• STATED TASK: Copy every entry below word for word, changing nothing.

(Dataset rows showing where objects appear)
┌──

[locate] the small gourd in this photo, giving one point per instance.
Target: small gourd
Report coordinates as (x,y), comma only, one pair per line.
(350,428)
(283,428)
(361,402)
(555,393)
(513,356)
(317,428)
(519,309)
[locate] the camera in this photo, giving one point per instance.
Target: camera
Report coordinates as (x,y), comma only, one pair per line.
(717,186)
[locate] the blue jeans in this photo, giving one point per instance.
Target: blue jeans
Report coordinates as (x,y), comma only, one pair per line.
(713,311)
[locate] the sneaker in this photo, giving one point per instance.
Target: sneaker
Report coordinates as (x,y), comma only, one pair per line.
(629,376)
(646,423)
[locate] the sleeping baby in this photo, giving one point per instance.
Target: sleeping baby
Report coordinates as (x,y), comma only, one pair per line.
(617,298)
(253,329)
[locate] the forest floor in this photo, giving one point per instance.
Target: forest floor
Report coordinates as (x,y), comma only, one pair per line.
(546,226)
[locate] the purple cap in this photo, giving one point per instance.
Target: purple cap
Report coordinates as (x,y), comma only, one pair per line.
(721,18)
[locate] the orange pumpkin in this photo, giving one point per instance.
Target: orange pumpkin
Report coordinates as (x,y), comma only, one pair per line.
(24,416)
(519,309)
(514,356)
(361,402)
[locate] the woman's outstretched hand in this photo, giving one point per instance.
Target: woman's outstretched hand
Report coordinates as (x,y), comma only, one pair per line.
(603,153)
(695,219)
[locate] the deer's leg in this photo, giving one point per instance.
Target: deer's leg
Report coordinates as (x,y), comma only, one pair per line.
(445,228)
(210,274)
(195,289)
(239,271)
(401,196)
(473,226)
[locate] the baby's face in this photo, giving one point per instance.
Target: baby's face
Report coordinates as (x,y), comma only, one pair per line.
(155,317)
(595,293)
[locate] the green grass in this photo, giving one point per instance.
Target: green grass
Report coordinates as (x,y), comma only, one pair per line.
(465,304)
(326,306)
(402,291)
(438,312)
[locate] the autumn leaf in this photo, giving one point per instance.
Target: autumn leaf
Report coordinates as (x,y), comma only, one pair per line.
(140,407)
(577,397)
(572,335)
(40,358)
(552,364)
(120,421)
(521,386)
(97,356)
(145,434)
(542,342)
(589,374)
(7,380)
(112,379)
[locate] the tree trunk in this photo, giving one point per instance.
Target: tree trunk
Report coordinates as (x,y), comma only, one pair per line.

└──

• WRITTEN RESPONSE:
[locate] the small gourd in this photo, giving one point per instance.
Target: small gourd
Report coordinates as (x,y), comma only, one pair per line.
(350,428)
(283,428)
(361,402)
(555,393)
(513,356)
(317,428)
(519,309)
[locate] the camera in this photo, giving one point per instance.
Target: camera
Report coordinates as (x,y), comma only, one pair per line.
(717,186)
[locate] the blue jeans in this photo, giving one point per instance.
Target: blue jeans
Report coordinates as (x,y), comma only, one pair per line.
(713,311)
[locate] the sneaker in this photo, giving one point per instance.
Target: sneaker
Report coordinates as (x,y), comma only, one pair per line.
(629,376)
(646,423)
[locate] the sleeping baby in this photo, giving one point per instance.
Target: sleeping baby
Report coordinates as (x,y), comma only, one pair per line.
(617,298)
(253,329)
[locate] the forest floor in this photo, giving one point per instance.
Target: forest floor
Report coordinates as (x,y), comma only, one pair per line.
(546,226)
[locate] the purple cap in this photo, giving one point per instance.
Target: purple cap
Report coordinates as (x,y), comma only, one pair per line.
(721,18)
[locate] the orange pumpkin in this photo, giving one point per instance.
Target: orange pumpkin
Report coordinates as (x,y), comma only, one pair per line.
(24,416)
(519,309)
(514,356)
(361,402)
[locate] the woman's outstretched hand in this photo, giving one point per instance.
Target: woman's outstretched hand
Report coordinates as (x,y), comma only, one pair per line.
(603,153)
(695,219)
[locate] the deer's leg in this photo, giving one point per instance.
Target: deer's leg
Report coordinates as (x,y), comma only, one pair per line.
(445,228)
(210,274)
(195,289)
(239,271)
(401,196)
(473,226)
[locate] the baby's face in this photo, giving one point per instance.
Target: baby's face
Report coordinates as (x,y), comma only, one pair per line.
(155,317)
(595,293)
[locate] the green grass in this photo, giving one point per instance.
Target: green grass
Report coordinates as (x,y), comma only, one pair per line.
(465,304)
(326,306)
(402,291)
(438,312)
[locate] the autumn leaf in this photo, giving one point per instance.
Target: autumn leaf
Report coordinates as (x,y), comma only, one pair per line.
(140,407)
(577,397)
(572,335)
(40,358)
(552,364)
(120,421)
(521,386)
(97,356)
(145,434)
(542,342)
(589,374)
(7,380)
(112,379)
[locate] the tree trunk in this photo, giving one point per instance.
Target: tree trunk
Report coordinates as (x,y), comma only, one pair per line.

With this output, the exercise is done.